§ Passage provided:
☆ ☆ ☆ ☆ ☆ ☆ ☆

They certainly wouldn’t want to now. Guarente is not the least bit bonkers–and, unbeknown to his colleagues at the time, he wasn’t even the only scientist thinking about the molecular biology of calorie restriction. In the last decade, researchers have made great strides in understanding why a sudden drop in calorie intake can kick up the activity of a gene called SIR2 and prolong life in simple organisms.

At the head of the class are Guarente and a Harvard researcher named David Sinclair, both of whom are focusing on sirtuins, the family of proteins produced by SIR2 or its mammalian analogue, SIRT1. Guarente’s lab has unraveled many of the basic molecular processes behind SIR2. For instance, a natural chemical called NADH can inhibit sirtuins’ effects; Guarente’s lab has determined that yeast with lower NADH levels lives longer. Sinclair’s work has a slightly different focus–resveratrol, the chemical he has connected to calorie restriction’s effects. (It’s better known as the major reason red wine is touted as healthful.) Sinclair’s work at Harvard has shown that heavy doses of resveratrol can prolong life span in yeast by 70 percent. Still another scientist, Marc Tatar, has garnered similar results in fruit flies.

☆ ☆ ☆ ☆ ☆ ☆ ☆

§ Data for analysis:
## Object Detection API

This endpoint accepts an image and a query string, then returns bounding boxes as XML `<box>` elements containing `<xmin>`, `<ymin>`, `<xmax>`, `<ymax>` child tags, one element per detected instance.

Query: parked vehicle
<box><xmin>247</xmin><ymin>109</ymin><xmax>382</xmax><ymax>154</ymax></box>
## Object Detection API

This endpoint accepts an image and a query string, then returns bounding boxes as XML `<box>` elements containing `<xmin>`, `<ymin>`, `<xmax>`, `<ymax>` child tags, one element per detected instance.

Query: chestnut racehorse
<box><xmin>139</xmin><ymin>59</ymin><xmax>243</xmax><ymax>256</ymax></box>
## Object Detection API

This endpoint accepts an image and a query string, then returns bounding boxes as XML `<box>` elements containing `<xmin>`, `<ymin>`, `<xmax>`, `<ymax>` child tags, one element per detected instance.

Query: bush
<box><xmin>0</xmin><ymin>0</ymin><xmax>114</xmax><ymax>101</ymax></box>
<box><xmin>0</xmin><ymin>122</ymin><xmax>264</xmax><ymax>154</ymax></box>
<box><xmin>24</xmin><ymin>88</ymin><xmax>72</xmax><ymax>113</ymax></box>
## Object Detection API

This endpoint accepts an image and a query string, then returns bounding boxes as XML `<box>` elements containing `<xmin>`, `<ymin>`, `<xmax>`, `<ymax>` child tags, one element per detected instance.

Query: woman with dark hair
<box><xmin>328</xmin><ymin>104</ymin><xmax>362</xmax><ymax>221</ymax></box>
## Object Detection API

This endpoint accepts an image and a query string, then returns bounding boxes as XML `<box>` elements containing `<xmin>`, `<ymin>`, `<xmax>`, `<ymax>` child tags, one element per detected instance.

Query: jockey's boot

☆ ☆ ☆ ☆ ☆ ☆ ☆

§ Exercise set:
a) In the passage on calorie restriction research, by how much did heavy doses of resveratrol extend life span in yeast in Sinclair's work at Harvard?
b) Transcribe the passage on calorie restriction research word for word, starting at "At the head" and stopping after "in fruit flies.".

§ Outputs for the tasks:
a) By 70 percent.

b)
At the head of the class are Guarente and a Harvard researcher named David Sinclair, both of whom are focusing on sirtuins, the family of proteins produced by SIR2 or its mammalian analogue, SIRT1. Guarente’s lab has unraveled many of the basic molecular processes behind SIR2. For instance, a natural chemical called NADH can inhibit sirtuins’ effects; Guarente’s lab has determined that yeast with lower NADH levels lives longer. Sinclair’s work has a slightly different focus–resveratrol, the chemical he has connected to calorie restriction’s effects. (It’s better known as the major reason red wine is touted as healthful.) Sinclair’s work at Harvard has shown that heavy doses of resveratrol can prolong life span in yeast by 70 percent. Still another scientist, Marc Tatar, has garnered similar results in fruit flies.